**MATERIALS PROVIDED**
[Begin]
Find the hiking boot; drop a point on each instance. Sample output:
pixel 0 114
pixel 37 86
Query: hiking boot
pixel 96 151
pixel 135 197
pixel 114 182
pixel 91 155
[End]
Reproduce the material above line for line, with no changes to any word, number, or punctuation mark.

**WRITTEN REPLY**
Find the hiking boot; drop a point on each instance. Sample output:
pixel 0 114
pixel 37 86
Query: hiking boot
pixel 96 151
pixel 135 197
pixel 114 182
pixel 91 155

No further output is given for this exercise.